> YOUR GOAL
Copy the lines of the items verbatim, from the first line of the items through the line containing "negative clicks: (213, 331)". Include that line, and copy nothing after it.
######
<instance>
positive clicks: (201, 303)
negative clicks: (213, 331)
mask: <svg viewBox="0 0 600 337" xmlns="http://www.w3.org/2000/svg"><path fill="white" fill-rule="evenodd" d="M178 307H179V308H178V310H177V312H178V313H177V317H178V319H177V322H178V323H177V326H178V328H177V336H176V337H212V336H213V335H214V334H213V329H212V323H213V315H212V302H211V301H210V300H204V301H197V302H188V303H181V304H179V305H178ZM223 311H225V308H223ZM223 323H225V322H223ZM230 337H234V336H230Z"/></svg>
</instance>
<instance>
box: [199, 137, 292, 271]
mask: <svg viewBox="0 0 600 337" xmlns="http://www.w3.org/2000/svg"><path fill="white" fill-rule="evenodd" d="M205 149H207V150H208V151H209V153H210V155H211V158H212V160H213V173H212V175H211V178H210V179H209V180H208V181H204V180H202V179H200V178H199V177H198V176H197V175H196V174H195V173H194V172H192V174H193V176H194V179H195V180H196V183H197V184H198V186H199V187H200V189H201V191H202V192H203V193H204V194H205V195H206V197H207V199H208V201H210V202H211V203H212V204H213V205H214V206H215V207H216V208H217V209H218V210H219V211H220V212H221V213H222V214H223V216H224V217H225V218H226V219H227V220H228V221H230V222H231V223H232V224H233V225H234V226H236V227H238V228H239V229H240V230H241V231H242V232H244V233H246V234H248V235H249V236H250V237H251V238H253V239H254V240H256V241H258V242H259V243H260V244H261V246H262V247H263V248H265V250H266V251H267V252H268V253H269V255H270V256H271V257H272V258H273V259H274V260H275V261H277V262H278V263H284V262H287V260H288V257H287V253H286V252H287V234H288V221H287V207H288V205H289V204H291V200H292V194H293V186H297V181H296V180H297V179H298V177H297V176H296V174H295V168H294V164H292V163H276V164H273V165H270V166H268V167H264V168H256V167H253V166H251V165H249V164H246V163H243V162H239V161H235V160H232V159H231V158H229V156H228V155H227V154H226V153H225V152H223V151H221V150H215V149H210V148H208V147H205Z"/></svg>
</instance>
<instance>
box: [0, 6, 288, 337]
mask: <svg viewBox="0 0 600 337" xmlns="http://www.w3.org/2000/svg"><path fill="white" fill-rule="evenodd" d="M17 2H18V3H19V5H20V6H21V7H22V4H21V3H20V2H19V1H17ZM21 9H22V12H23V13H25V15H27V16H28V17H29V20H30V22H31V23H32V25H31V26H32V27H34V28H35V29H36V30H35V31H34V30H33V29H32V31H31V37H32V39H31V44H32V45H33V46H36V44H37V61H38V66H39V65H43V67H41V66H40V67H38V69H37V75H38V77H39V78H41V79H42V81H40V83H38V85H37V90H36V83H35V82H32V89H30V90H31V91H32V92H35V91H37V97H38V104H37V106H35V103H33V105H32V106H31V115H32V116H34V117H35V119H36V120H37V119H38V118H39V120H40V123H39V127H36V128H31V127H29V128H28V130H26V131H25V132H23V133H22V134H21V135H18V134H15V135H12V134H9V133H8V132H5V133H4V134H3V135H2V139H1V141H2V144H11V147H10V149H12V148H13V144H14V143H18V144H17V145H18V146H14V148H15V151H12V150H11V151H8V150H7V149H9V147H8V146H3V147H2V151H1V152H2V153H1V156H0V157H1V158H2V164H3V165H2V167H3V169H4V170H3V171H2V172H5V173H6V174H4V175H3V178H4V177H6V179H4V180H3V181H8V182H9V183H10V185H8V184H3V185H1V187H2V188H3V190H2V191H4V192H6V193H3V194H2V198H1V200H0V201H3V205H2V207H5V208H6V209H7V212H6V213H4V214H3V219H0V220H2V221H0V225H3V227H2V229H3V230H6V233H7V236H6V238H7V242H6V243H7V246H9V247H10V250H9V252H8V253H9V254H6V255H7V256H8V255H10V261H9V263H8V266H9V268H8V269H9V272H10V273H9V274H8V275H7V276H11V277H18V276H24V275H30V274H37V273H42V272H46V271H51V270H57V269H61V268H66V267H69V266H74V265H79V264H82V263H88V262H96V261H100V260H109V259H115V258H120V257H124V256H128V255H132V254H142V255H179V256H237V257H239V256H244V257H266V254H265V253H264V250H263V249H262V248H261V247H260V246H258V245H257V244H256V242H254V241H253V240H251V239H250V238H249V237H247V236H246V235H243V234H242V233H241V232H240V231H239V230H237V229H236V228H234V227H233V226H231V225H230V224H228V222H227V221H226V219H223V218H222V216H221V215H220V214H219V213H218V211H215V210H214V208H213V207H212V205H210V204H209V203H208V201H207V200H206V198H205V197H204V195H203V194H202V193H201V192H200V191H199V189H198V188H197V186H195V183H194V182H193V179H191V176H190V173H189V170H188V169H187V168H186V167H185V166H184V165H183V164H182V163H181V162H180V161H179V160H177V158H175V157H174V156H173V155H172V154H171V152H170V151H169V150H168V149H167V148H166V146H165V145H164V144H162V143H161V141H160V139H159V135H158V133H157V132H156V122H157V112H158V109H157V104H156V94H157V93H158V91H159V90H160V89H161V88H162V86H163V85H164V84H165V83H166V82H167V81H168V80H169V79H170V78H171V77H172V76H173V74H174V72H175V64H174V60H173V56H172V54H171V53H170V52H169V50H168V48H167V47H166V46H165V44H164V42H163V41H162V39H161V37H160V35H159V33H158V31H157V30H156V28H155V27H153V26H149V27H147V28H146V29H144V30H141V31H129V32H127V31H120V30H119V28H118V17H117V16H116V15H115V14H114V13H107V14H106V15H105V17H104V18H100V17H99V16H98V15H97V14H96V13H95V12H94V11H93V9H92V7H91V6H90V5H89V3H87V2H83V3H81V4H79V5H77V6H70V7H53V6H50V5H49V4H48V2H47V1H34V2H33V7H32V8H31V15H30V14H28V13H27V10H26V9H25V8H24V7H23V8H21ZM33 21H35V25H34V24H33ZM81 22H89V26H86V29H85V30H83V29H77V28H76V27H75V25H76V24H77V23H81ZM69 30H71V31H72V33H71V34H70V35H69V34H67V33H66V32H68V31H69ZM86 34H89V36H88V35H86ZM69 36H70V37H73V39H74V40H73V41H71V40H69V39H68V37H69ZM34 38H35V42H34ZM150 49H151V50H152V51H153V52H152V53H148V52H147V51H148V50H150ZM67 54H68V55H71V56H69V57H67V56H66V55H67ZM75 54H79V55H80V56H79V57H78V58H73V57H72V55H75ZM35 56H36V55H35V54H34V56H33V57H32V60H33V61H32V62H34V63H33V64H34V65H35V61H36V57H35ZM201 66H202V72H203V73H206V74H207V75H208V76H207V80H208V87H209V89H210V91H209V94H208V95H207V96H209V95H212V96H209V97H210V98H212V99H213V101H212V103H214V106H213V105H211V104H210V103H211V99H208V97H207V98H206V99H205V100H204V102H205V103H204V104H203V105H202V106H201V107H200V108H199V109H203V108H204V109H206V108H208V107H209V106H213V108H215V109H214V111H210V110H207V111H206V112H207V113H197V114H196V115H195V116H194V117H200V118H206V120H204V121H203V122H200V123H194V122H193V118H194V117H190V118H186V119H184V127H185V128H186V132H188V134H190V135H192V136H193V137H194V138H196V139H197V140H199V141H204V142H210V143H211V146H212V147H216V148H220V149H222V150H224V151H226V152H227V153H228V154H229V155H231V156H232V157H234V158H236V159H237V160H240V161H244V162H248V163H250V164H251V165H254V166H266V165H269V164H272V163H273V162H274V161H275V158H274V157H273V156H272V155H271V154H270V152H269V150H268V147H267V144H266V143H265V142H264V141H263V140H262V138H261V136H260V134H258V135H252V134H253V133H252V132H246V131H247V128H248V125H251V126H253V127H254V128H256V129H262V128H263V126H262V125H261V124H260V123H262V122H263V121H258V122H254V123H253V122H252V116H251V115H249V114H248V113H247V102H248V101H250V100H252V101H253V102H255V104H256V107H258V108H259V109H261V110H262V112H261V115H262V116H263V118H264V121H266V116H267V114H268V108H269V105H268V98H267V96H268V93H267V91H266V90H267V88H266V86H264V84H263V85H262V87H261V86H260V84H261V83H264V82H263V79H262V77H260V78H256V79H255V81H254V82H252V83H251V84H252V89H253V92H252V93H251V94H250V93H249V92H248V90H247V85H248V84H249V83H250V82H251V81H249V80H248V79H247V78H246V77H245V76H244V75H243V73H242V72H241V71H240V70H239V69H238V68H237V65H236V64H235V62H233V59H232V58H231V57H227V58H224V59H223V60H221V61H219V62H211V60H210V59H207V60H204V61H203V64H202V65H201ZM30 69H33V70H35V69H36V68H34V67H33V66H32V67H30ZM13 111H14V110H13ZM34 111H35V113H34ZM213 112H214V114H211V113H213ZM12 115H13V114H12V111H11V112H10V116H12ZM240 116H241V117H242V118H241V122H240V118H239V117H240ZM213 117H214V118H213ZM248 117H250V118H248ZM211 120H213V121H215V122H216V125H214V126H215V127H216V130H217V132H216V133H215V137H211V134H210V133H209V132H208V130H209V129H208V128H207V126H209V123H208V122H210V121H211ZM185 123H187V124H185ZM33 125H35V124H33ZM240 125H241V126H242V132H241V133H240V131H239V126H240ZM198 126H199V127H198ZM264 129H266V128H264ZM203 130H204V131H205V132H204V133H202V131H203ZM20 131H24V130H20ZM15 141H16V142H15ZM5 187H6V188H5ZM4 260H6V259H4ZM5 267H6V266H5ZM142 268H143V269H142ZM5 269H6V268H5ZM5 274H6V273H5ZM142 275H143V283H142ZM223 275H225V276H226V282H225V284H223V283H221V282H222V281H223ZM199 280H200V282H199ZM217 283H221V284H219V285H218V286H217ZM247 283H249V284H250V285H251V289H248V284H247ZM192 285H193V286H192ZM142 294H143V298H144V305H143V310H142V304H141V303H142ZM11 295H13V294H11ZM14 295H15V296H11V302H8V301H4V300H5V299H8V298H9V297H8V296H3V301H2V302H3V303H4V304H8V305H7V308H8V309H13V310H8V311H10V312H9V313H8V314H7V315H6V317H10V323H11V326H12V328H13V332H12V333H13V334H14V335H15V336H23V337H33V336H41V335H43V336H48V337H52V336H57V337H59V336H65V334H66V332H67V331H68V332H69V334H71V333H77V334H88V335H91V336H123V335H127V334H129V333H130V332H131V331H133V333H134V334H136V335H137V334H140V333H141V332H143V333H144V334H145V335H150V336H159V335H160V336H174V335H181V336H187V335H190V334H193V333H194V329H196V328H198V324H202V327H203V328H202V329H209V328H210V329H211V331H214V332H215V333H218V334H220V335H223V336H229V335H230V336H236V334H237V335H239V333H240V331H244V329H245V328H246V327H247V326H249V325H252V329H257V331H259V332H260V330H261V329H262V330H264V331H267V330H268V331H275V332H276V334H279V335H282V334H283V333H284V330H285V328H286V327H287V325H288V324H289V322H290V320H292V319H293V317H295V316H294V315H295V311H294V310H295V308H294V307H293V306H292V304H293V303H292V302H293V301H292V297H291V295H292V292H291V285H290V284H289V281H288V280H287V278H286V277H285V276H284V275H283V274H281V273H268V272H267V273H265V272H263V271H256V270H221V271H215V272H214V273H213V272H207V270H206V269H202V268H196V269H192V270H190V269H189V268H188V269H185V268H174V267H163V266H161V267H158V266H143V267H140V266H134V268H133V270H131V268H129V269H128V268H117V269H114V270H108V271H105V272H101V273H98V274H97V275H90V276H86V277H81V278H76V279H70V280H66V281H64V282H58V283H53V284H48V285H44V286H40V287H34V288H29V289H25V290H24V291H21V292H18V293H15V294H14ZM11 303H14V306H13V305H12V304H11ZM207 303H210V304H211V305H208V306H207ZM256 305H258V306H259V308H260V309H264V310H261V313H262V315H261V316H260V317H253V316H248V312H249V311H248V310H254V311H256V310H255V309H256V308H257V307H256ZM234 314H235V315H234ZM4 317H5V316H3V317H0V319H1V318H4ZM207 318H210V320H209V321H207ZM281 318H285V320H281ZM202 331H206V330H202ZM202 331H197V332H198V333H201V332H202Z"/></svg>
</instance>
######
> ANSWER AREA
<instance>
positive clicks: (201, 303)
negative clicks: (213, 331)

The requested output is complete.